_REQUIRED TASK_: Your task is to print every entry below exactly as given.

_GIVEN ENTRIES_:
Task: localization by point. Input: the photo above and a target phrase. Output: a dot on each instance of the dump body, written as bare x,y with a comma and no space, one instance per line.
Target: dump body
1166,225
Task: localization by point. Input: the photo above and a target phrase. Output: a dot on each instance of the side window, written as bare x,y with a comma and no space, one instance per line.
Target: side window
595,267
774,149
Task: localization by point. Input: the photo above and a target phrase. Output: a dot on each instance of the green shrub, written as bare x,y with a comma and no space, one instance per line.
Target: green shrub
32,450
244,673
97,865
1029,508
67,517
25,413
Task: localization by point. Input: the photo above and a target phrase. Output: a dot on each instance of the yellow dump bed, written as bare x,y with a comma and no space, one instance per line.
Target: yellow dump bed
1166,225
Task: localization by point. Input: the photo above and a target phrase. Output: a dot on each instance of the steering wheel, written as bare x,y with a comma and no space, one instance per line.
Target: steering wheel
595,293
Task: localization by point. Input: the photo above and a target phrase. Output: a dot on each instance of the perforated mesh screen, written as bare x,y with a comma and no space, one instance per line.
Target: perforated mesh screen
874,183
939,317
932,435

_RESPONSE_:
Task: localization by point. Input: the photo above and a target phrase. Output: a dot on each instance of the dump body, written as bare x,y with a comma and no space, one instance per line.
Target: dump body
1166,225
Task: localization by point. Input: the photo above and a target phrase. Output: a dot on each instance of the side window, written as bare x,y with a comma and no space, one instance per line.
Target: side window
595,267
774,149
Task: localization by point. Input: the photo above and a target phrase. Output: a dot on each instance of the green shrub, written as bare x,y with a comma and no space, one instance per line.
Target: green shrub
32,450
244,673
97,865
1029,508
67,517
25,413
Task: localization by point. Input: the photo above and a target phrase. Output: a dot on each instance of the yellow dump bed, written as bare x,y with a comma and no space, one instance per line.
Target: yellow dump bed
1166,225
Task: localization by point. Input: the photo above and a target phrase. Output: a dot on each instance of the steering wheel, written as bare x,y with a comma and no space, one instance per line.
Target: steering wheel
595,293
Task: localization by point. Input: the photo above and a target phrase. Output: a dot on each instance of the perforated mesh screen, written as bare x,y with a comma and no space, one instance per line.
Target: perforated mesh screen
874,183
939,317
932,435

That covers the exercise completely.